[[ PASSAGE PROVIDED open ]]
Who is this Accord relevant for? Diverse audiences should find it useful: from members of armed groups, to diplomats, donors, mediators, analysts, and journalists. We have tried to make it accessible, avoiding jargon where we could. Regardless of your background, role or location, we hope there are insights and ‘little gems’ across the publication that resonate with your experiences and interests.
Structure of the publication
The edition is organised around three elements:
- Part 1 – Setting the scene
- Part 2 – Perspectives on peacemaking practice and case studies
- Part 3 – Testing new approaches
Each part is described further below.
Part 1. Setting the scene
Part 1 looks at key trends and developments in early peacemaking: ‘actors and factors’; incentives and disincentives to continue fighting or engage in dialogue; how asymmetries between and within conflict parties affect their pathways to peace talks; the potential of nonviolent movements to prepare the ground for peacemaking; and funding trends of third-party peace process support.
These scene-setting articles provide a stock-take of the increasingly hostile context in which contemporary peacemaking is trying to progress. Arguably, peacemaking has struggled to keep pace with developments in warfare and geopolitics. Systems and policies are slow to adapt to this fast-moving landscape, though adjustments to Covid-19 do suggest faster learning curves are possible. The articles catalogue tensions and asymmetries in the early and pre-formal phases and the peace pathways that are starting to be laid down.
[[ PASSAGE PROVIDED closed ]]
[[ EXTRACTED INFORMATION open ]]
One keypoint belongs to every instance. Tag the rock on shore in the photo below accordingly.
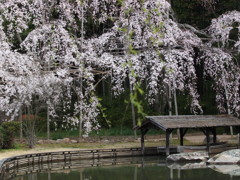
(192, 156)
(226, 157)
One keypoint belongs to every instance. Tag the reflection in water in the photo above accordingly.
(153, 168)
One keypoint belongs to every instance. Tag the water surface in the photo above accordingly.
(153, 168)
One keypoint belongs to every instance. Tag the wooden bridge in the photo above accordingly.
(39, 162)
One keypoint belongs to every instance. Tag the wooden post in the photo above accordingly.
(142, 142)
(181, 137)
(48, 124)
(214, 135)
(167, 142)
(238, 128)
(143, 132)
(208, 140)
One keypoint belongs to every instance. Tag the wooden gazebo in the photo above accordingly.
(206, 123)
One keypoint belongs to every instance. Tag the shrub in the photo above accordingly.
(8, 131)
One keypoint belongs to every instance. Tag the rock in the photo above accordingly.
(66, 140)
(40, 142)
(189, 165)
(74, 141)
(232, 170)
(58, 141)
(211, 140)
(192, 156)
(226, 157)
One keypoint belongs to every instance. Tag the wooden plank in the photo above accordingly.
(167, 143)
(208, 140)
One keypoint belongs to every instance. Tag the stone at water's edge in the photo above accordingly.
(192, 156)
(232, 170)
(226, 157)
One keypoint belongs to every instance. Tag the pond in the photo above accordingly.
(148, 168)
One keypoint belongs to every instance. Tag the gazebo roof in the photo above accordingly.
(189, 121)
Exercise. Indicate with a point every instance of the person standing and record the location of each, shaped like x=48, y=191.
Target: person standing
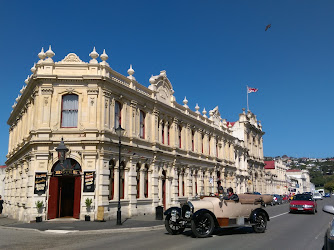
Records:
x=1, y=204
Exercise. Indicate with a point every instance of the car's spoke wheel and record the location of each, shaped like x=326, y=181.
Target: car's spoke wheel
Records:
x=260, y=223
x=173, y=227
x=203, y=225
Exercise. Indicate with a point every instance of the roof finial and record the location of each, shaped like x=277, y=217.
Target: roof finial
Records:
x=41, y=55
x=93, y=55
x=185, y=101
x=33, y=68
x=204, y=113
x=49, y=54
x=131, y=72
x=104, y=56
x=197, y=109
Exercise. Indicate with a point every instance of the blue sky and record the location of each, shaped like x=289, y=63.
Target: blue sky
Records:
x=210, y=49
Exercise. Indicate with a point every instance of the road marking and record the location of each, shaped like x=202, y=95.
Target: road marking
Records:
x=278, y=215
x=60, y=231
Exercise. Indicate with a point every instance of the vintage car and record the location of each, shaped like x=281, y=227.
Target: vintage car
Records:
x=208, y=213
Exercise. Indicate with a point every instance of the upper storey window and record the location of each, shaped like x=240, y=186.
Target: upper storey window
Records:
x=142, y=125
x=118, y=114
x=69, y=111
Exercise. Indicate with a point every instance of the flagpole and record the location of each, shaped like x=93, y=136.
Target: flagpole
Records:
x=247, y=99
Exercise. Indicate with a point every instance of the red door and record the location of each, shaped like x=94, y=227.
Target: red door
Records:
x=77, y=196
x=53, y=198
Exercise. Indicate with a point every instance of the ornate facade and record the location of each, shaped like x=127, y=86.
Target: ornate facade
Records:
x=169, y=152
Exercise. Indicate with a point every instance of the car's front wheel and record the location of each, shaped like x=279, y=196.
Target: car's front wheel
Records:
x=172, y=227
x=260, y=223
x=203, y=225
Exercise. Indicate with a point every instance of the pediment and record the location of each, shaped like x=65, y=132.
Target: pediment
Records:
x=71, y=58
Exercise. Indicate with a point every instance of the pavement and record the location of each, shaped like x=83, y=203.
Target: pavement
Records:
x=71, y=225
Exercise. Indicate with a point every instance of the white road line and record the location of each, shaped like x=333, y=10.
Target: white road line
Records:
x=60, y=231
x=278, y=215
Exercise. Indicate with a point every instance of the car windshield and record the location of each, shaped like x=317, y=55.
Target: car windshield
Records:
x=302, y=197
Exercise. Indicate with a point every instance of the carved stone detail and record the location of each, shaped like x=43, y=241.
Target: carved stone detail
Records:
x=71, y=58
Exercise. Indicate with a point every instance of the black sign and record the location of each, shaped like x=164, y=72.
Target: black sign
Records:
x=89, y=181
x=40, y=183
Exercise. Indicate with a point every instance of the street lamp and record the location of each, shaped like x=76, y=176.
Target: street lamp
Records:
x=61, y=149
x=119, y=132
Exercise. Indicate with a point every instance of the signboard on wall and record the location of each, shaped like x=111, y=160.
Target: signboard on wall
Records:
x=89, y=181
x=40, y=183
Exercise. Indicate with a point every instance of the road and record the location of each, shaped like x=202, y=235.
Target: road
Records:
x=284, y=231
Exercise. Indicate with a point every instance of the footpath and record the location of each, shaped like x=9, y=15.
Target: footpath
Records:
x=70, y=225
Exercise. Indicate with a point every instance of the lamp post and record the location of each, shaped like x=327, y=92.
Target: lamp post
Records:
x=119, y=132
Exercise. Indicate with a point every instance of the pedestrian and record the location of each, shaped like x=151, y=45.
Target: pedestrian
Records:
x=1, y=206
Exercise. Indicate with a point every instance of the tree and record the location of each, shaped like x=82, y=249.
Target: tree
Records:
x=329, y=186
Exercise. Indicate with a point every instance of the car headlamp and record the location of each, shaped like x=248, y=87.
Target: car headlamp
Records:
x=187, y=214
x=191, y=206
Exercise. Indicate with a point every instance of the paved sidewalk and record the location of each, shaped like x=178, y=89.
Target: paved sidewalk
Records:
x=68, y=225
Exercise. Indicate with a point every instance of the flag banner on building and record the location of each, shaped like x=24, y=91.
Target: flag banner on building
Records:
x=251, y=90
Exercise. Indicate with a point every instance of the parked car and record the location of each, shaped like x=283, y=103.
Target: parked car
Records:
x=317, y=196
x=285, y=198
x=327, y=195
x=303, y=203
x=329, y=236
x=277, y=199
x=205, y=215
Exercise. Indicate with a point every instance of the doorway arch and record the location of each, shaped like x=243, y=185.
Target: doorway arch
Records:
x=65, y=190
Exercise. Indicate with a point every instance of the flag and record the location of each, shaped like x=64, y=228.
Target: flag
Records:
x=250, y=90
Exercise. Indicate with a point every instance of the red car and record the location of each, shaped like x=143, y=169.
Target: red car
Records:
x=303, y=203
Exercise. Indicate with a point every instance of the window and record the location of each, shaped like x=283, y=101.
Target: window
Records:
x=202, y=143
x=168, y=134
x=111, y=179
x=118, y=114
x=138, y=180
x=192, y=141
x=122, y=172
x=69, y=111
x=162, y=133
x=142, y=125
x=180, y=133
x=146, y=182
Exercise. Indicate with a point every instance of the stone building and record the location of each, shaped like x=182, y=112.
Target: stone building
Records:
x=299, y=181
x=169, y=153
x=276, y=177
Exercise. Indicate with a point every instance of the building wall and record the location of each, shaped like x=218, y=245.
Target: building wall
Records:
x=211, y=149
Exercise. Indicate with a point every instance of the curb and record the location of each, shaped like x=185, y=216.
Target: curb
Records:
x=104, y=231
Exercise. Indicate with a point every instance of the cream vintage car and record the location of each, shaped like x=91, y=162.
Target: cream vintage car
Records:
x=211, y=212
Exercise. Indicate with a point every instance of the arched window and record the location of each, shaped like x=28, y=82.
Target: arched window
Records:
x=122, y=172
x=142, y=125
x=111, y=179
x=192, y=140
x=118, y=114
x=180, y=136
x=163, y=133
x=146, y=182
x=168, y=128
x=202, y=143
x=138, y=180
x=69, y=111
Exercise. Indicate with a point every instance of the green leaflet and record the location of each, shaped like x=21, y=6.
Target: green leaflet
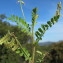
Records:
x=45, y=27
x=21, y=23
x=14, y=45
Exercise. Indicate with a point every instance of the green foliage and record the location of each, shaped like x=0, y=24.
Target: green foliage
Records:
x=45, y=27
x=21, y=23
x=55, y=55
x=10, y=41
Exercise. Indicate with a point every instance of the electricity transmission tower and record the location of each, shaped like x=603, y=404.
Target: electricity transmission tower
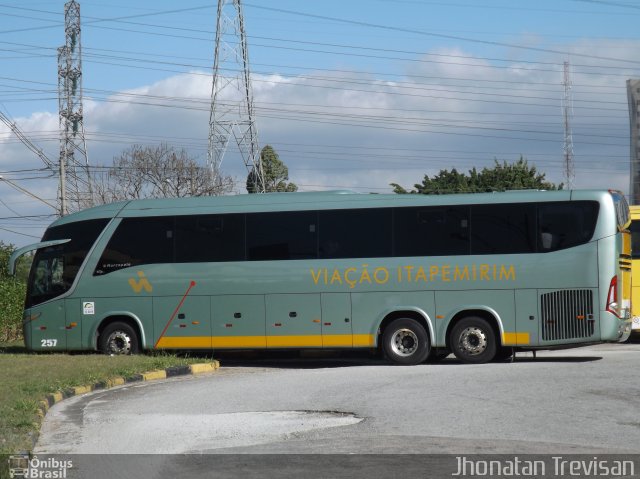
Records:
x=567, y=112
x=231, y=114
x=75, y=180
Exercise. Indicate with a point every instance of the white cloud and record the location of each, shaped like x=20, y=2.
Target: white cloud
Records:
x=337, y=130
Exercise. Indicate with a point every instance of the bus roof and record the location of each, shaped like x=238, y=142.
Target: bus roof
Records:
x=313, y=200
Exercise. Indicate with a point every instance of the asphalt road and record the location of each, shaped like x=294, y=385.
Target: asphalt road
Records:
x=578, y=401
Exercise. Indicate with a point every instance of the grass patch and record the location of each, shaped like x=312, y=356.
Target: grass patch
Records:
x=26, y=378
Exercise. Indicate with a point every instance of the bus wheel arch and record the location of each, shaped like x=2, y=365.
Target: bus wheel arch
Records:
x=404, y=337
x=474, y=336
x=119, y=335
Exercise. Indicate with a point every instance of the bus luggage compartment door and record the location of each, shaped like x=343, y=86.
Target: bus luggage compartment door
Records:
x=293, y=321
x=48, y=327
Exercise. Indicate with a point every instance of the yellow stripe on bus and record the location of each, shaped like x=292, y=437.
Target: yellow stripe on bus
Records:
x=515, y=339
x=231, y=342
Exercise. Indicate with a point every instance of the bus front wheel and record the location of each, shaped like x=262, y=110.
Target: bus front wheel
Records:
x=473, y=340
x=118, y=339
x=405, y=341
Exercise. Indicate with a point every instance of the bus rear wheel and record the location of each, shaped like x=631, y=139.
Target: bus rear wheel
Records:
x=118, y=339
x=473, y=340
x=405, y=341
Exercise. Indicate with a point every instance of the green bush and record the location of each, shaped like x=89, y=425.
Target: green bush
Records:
[[ EXTRACTED INFORMATION closed ]]
ACTION ITEM A ::
List every audience that the Accord passage names as likely to find the publication useful.
ACTION ITEM B ::
Set down, word for word, the part of the Accord passage that opens with the words containing "Structure of the" and closes with "peace process support.".
The material plays no part in the tasks.

EXERCISE RESULT A ::
Members of armed groups, diplomats, donors, mediators, analysts, journalists

EXERCISE RESULT B ::
Structure of the publication
The edition is organised around three elements:
- Part 1 – Setting the scene
- Part 2 – Perspectives on peacemaking practice and case studies
- Part 3 – Testing new approaches
Each part is described further below.
Part 1. Setting the scene
Part 1 looks at key trends and developments in early peacemaking: ‘actors and factors’; incentives and disincentives to continue fighting or engage in dialogue; how asymmetries between and within conflict parties affect their pathways to peace talks; the potential of nonviolent movements to prepare the ground for peacemaking; and funding trends of third-party peace process support.